Rows from a pointing dataset:
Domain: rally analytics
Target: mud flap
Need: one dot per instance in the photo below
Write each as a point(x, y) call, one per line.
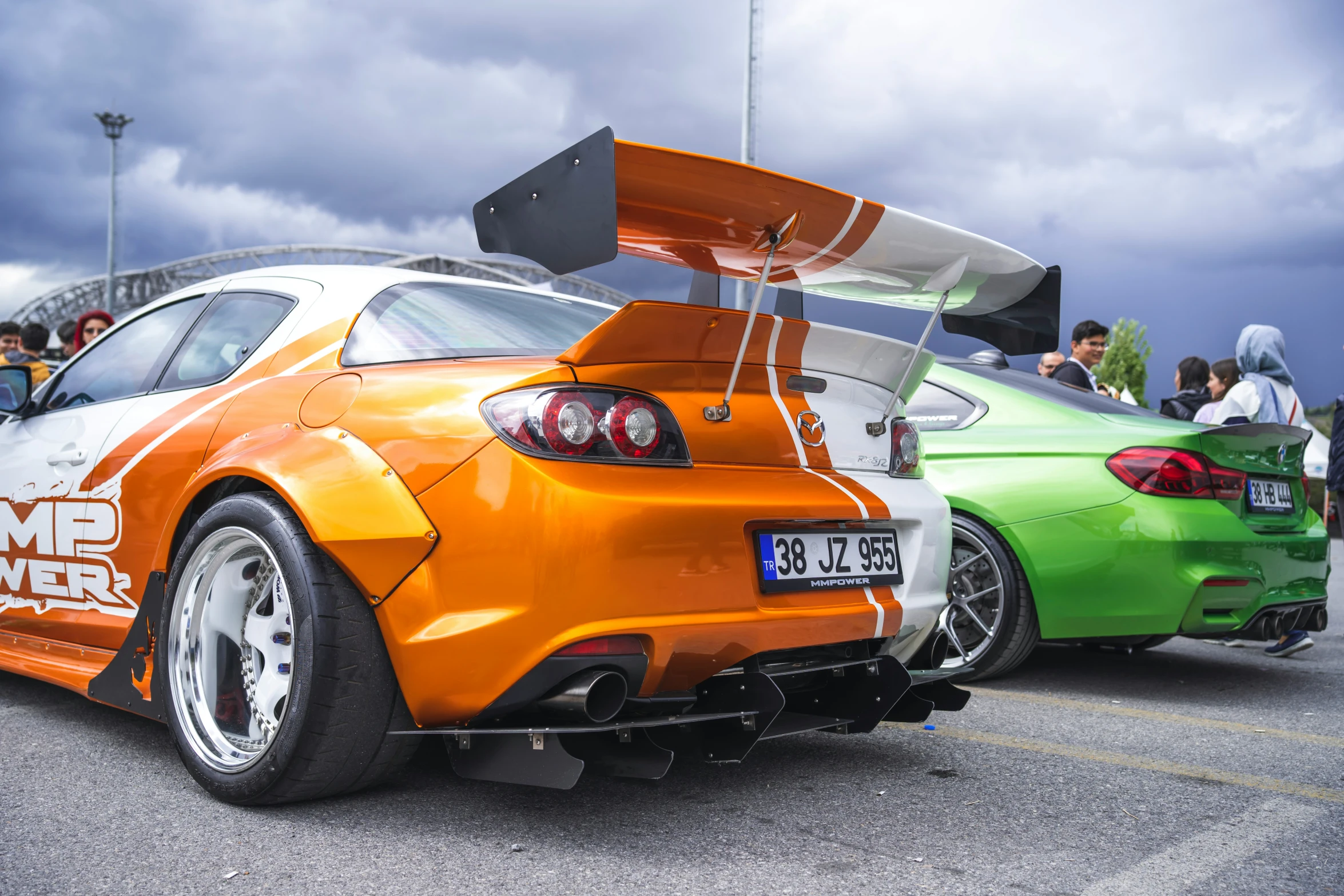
point(131, 680)
point(515, 759)
point(725, 739)
point(620, 754)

● WRITTEN INSTRUCTION
Express the lines above as a Markdown table with the columns "No." and "Text", one row per non-blank line. Leave the pictures out.

● RESPONSE TO THE EXERCISE
| No. | Text |
|---|---|
| 1 | Domain: rally analytics |
| 2 | Target: mud flap |
| 3 | Need: one dot per instance in the photo below |
| 4 | Write each as a point(x, y) call, one per line. |
| 5 | point(131, 680) |
| 6 | point(515, 759) |
| 7 | point(725, 739) |
| 8 | point(620, 754) |